SOURCE EXTRACT:
If there's a bus from wadebridge to polzeath then it's much easier for them to go to bodmin parkway on the train.  There's a bus from there to wadebridge.  _Much_ closer


----------



## boss56 (Aug 21, 2013)

Fingers said:


> We are thinking of going on a camping trip for a few days at the end of the month (depending on whether the weather is going to be reasonably decent or not so it will be last minute)
> 
> Can anyone suggest somewhere to pitch up in a tent near the beach with enough to do locally to keep a five year old amused?
> 
> Ta muchly


You get the (555 Padstow bus from Bodmin Parkway) you get off at Wadebridge and get the (584 Wadebridge to Camelford bus) it stops at Polzeath.You cant miss it as the bus goes down a hill and there is Polzeath beach,you can download timetables from Western Greyhound.

The timetable for the 584 reduces at the end of august but you could get a taxi from/to Wadebridge. Oh yeah and the buses are really dinky zero room for luggage.Enjoy!


----------



## ChrisD (Aug 21, 2013)

Warning:   The Camerons are in Polzeath.   Hopefully they'll have buggered off by the time we get there next week.

DIRECTIVE 1: Decide whether each statement agrees with the forum thread, and give yes or no along with the deciding words of the thread, quoted exactly. (a) To reach Polzeath, one changes buses at Wadebridge. (b) The buses have ample room for luggage. (c) The 584 timetable increases at the end of August.
DIRECTIVE 2: According to the forum thread, from which operator can the bus timetables be downloaded?

MATERIAL PROVIDED:
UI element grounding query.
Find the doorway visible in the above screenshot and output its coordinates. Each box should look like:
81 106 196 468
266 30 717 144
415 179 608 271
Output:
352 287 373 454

REPLY 1:
(a) Yes: "you get off at Wadebridge and get the (584 Wadebridge to Camelford bus) it stops at Polzeath"
(b) No: "the buses are really dinky zero room for luggage"
(c) No: "The timetable for the 584 reduces at the end of august"

REPLY 2: Western Greyhound